TASK MATERIAL »
:::
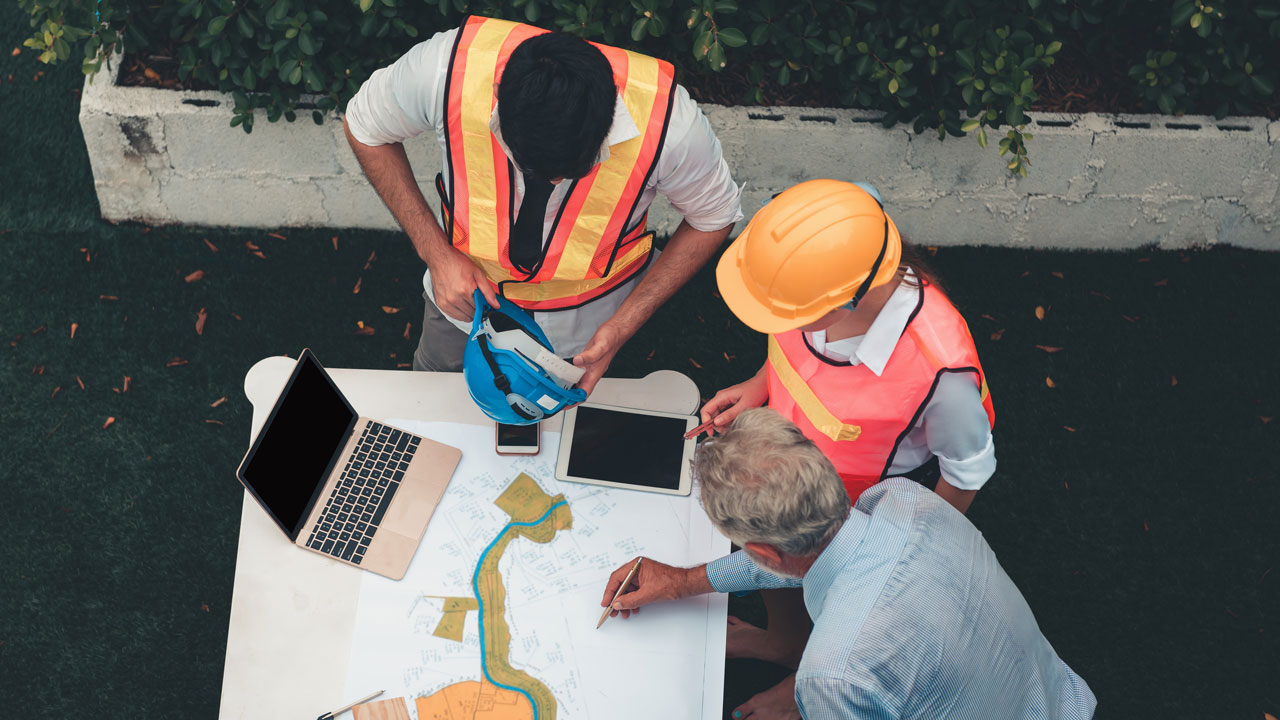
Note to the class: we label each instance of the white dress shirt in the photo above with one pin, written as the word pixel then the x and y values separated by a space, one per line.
pixel 407 98
pixel 954 424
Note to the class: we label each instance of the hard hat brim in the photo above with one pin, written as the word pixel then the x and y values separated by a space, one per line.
pixel 755 313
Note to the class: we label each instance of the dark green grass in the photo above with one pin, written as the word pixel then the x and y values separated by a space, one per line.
pixel 1146 540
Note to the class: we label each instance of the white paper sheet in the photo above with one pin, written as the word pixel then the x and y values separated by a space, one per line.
pixel 667 661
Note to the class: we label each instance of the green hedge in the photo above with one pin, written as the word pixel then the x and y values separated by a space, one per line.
pixel 952 67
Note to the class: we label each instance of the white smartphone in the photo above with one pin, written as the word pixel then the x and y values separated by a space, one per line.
pixel 515 440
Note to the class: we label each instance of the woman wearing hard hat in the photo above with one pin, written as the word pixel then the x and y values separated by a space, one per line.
pixel 867 356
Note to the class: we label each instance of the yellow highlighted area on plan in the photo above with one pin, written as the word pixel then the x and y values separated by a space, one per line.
pixel 455 616
pixel 474 700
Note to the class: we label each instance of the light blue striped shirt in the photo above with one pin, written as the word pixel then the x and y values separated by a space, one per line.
pixel 914 618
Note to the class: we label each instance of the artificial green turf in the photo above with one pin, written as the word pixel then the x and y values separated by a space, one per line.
pixel 1143 537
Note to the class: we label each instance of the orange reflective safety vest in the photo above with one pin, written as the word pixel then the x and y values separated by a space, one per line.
pixel 592 249
pixel 856 418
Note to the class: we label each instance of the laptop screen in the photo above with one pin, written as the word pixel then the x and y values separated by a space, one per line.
:::
WHAT YOU SHOULD DO » Please copy out every line of the records above word for word, leaving out the pictures.

SOLUTION »
Note to the class: we label each instance of the white dress shirt in the photo above with one pin, written as the word pixel then the x and y values separated by a space, one per line.
pixel 407 98
pixel 954 424
Note to the class: we label each instance of the hard hat brim in the photo above with one pin, written as the word pixel then the x and y values separated by a space, one per line.
pixel 755 313
Note to the class: we label each instance of the dark green grass in the photo above with one pin, written as the word pixel then the x and y values separated by a space, one per line.
pixel 1146 540
Note to the class: we label each instance of the white paper sheet in the photo above with one pin, written as the word pixel then the x and y values separated by a space, one per line.
pixel 667 661
Note to the class: we label each instance of the green hedge in the photo above with one pin, written as the word pixel then the x and y values separated by a space, one per line.
pixel 952 67
Note to the class: we label each instance of the white smartphone in the photo above with one pin, written as the word pixel then the x and y values separated by a space, one per line.
pixel 515 440
Note to the class: we label each instance of the woman wearing hard hat in the photo above with one pin, written as the word pixel then the x and y values separated by a space, one per line.
pixel 867 356
Note to the class: we label each instance of the yellow highlighted area on plan in the photo above with one pin, written as the word pixel then the x and y values separated by a space, one per line.
pixel 455 616
pixel 474 700
Note to the class: we label each instance of the light blue striped shirt in the photo above with one pin, written as the word pixel then the x and y values separated by a space, one per line.
pixel 914 618
Note to the class: we label each instance of the artificial green turf in the photo above with one pin, written as the word pixel then the x and y values separated by a space, one per line.
pixel 1143 537
Note to the class: we label each instance of the orange reflective safety vest in the photo above with one pin, written as the word pixel then the x and y values separated by a space, one per line.
pixel 592 249
pixel 856 418
Note to the class: we label each instance of the laptop screen in the photo above with one pin, written as the word pixel then the x and y values separated by a space, one per line.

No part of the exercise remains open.